» **What the task asks**
Copy out the data so that nothing differs from the original.

» **Dataset entries**
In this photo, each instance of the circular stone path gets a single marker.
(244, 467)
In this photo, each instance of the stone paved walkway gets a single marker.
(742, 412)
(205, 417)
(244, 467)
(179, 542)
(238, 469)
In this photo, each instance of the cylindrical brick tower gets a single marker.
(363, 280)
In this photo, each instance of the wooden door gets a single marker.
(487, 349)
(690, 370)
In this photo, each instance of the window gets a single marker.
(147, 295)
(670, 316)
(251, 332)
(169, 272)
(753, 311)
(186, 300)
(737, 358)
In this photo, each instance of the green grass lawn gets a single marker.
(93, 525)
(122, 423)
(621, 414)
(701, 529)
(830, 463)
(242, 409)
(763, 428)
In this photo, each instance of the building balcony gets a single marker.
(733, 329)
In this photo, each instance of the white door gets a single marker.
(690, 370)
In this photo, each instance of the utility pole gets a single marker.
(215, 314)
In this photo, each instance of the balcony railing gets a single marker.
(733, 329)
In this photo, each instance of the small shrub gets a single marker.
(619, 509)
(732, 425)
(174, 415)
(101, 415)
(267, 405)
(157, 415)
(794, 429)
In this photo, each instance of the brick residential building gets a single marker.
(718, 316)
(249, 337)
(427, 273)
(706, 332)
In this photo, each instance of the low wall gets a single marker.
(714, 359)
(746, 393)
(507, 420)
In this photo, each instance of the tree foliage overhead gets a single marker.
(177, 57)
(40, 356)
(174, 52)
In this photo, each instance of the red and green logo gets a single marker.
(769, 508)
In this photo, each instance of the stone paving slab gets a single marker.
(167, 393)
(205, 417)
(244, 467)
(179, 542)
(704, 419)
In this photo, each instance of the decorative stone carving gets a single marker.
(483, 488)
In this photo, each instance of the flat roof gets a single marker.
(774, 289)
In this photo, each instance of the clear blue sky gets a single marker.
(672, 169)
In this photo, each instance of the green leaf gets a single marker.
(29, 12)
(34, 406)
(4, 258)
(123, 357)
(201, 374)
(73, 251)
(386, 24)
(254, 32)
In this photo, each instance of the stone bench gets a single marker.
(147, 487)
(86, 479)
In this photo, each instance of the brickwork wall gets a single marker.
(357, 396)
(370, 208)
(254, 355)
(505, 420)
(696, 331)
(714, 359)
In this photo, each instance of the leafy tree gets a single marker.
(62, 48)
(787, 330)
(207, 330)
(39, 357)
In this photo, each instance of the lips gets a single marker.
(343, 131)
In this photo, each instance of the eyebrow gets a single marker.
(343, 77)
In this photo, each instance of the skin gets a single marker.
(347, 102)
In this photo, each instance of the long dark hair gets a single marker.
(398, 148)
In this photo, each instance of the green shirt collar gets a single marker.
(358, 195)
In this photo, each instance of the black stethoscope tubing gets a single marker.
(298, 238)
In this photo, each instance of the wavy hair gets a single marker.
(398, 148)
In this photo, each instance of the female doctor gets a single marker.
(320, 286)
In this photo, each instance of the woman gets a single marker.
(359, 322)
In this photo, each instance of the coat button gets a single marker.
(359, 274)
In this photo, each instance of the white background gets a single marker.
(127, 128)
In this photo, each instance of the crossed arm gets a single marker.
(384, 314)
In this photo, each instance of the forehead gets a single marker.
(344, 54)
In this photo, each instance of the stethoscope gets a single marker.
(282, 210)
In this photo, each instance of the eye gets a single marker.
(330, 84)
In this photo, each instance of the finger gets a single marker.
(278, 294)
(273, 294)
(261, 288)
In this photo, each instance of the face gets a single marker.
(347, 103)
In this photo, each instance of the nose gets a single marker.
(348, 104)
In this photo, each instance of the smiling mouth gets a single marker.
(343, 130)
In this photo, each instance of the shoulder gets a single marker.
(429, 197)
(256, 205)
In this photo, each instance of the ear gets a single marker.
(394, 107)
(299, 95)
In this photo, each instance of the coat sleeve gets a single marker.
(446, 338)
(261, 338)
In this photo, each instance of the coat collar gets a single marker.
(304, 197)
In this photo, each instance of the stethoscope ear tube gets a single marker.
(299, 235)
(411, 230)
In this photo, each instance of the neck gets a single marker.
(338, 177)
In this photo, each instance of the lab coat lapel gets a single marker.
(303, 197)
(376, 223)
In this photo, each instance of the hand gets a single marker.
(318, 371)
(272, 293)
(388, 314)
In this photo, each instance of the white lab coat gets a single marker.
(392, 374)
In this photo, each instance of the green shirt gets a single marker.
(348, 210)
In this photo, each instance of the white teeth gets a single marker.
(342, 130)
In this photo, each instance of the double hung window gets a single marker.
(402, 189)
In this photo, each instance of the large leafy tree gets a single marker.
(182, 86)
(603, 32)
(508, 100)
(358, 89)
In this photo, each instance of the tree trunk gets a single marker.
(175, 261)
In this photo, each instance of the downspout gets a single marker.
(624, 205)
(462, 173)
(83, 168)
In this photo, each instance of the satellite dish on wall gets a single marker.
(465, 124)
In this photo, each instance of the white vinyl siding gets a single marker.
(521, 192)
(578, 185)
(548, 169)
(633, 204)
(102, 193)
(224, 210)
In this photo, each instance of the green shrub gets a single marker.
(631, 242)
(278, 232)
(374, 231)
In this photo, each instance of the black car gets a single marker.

» **Written response**
In this photo, each instance of the circular stone path gets a single marker.
(244, 467)
In this photo, each instance of the stone paved walkway gets a single marker.
(742, 412)
(205, 417)
(244, 467)
(179, 542)
(238, 469)
In this photo, each instance of the cylindrical brick tower gets a single marker.
(363, 280)
In this photo, each instance of the wooden door gets a single marker.
(487, 349)
(690, 370)
In this photo, each instance of the window gets a single marker.
(147, 295)
(670, 316)
(251, 332)
(169, 272)
(753, 311)
(186, 300)
(737, 358)
In this photo, each instance of the green grass lawn gets a single marker.
(93, 525)
(122, 423)
(621, 414)
(701, 529)
(830, 463)
(242, 409)
(763, 428)
In this photo, each instance of the building balcony gets a single marker.
(733, 329)
In this photo, each instance of the white door gets a single marker.
(690, 370)
In this photo, each instance of the utility pole gets a single marker.
(215, 314)
In this photo, each instance of the balcony railing gets a single marker.
(733, 329)
In this photo, each instance of the small shrub gets a single marker.
(619, 509)
(732, 425)
(174, 415)
(101, 415)
(267, 405)
(157, 415)
(794, 429)
In this photo, each instance of the brick residential building gets a single marker.
(718, 316)
(249, 337)
(427, 273)
(706, 332)
In this photo, each instance of the low wall gets a single marker.
(714, 359)
(746, 393)
(507, 420)
In this photo, each instance of the tree foliage overhead gets a single marker.
(177, 57)
(40, 356)
(174, 52)
In this photo, each instance of the red and green logo gets a single marker.
(769, 508)
In this photo, each instance of the stone paving slab gets a single marker.
(167, 393)
(205, 417)
(244, 467)
(179, 542)
(704, 419)
In this photo, each instance of the decorative stone carving gets a single marker.
(483, 488)
In this photo, each instance of the flat roof gets a single marker.
(774, 289)
In this photo, each instance of the clear blue sky gets a single marker.
(672, 169)
In this photo, each instance of the green leaf gets a single marker.
(29, 12)
(34, 406)
(4, 258)
(123, 357)
(201, 374)
(73, 251)
(386, 24)
(254, 32)
In this photo, each instance of the stone bench gets a single marker.
(147, 487)
(86, 479)
In this photo, each instance of the brickwork wall gets a single marker.
(357, 396)
(370, 208)
(254, 355)
(505, 420)
(696, 331)
(714, 359)
In this photo, each instance of the leafy tree gets a single marker.
(62, 48)
(787, 330)
(207, 330)
(39, 357)
In this photo, each instance of the lips gets a single marker.
(343, 131)
In this photo, each instance of the eyebrow gets a single marker.
(343, 77)
In this photo, each instance of the skin gets a single marker.
(347, 102)
In this photo, each instance of the long dark hair gets a single marker.
(398, 148)
In this photo, each instance of the green shirt collar gets a single marker.
(358, 195)
In this photo, each instance of the black stethoscope tubing gets a single marker.
(298, 238)
In this photo, each instance of the wavy hair gets a single marker.
(398, 148)
In this photo, each instance of the female doctor gets a single marker.
(320, 286)
In this photo, each instance of the woman gets a single marker.
(359, 322)
In this photo, each instance of the coat button gets a single marker.
(359, 274)
In this photo, each instance of the white background gets a single marker.
(127, 128)
In this photo, each instance of the crossed arm gets a single marker.
(384, 314)
In this photo, each instance of the forehead gets a single marker.
(344, 54)
In this photo, each instance of the stethoscope gets a single marker.
(282, 210)
In this photo, each instance of the eye gets a single marker.
(330, 84)
In this photo, each instance of the finger gets a single marker.
(278, 294)
(273, 294)
(261, 288)
In this photo, each instance of the face gets a single marker.
(347, 103)
In this photo, each instance of the nose gets a single marker.
(348, 104)
In this photo, each instance of the smiling mouth gets a single marker.
(343, 130)
In this photo, each instance of the shoulder gets a single marker.
(429, 197)
(256, 205)
In this photo, each instance of the ear gets a single marker.
(394, 107)
(299, 95)
In this photo, each instance of the coat sleeve gets a single marker.
(446, 338)
(261, 338)
In this photo, each instance of the coat collar gets a single marker.
(304, 197)
In this photo, each instance of the stethoscope ear tube gets a single marker.
(299, 235)
(411, 230)
In this photo, each instance of the neck gets a single marker.
(338, 177)
In this photo, each instance of the lab coat lapel gets a single marker.
(303, 197)
(376, 223)
In this photo, each instance of the hand gets a single marker.
(318, 371)
(272, 293)
(388, 314)
In this photo, each instance of the white lab coat gets a single marker.
(392, 374)
In this photo, each instance of the green shirt gets a single marker.
(348, 210)
In this photo, each instance of the white teeth gets a single marker.
(342, 130)
In this photo, each instance of the double hung window gets a single marker.
(402, 189)
In this photo, each instance of the large leafy tree gets a single marker.
(182, 86)
(603, 32)
(508, 100)
(358, 89)
In this photo, each instance of the tree trunk gets a single marker.
(175, 261)
In this photo, each instance of the downspout gets a single marker.
(624, 205)
(462, 173)
(83, 168)
In this photo, each instance of the satellite dish on wall gets a single marker.
(465, 124)
In this photo, each instance of the white vinyl siding gets a single marker.
(521, 192)
(578, 185)
(548, 169)
(633, 204)
(102, 193)
(224, 210)
In this photo, each instance of the green shrub gets a single marker.
(631, 242)
(278, 232)
(374, 231)
In this photo, each instance of the black car gets a single marker.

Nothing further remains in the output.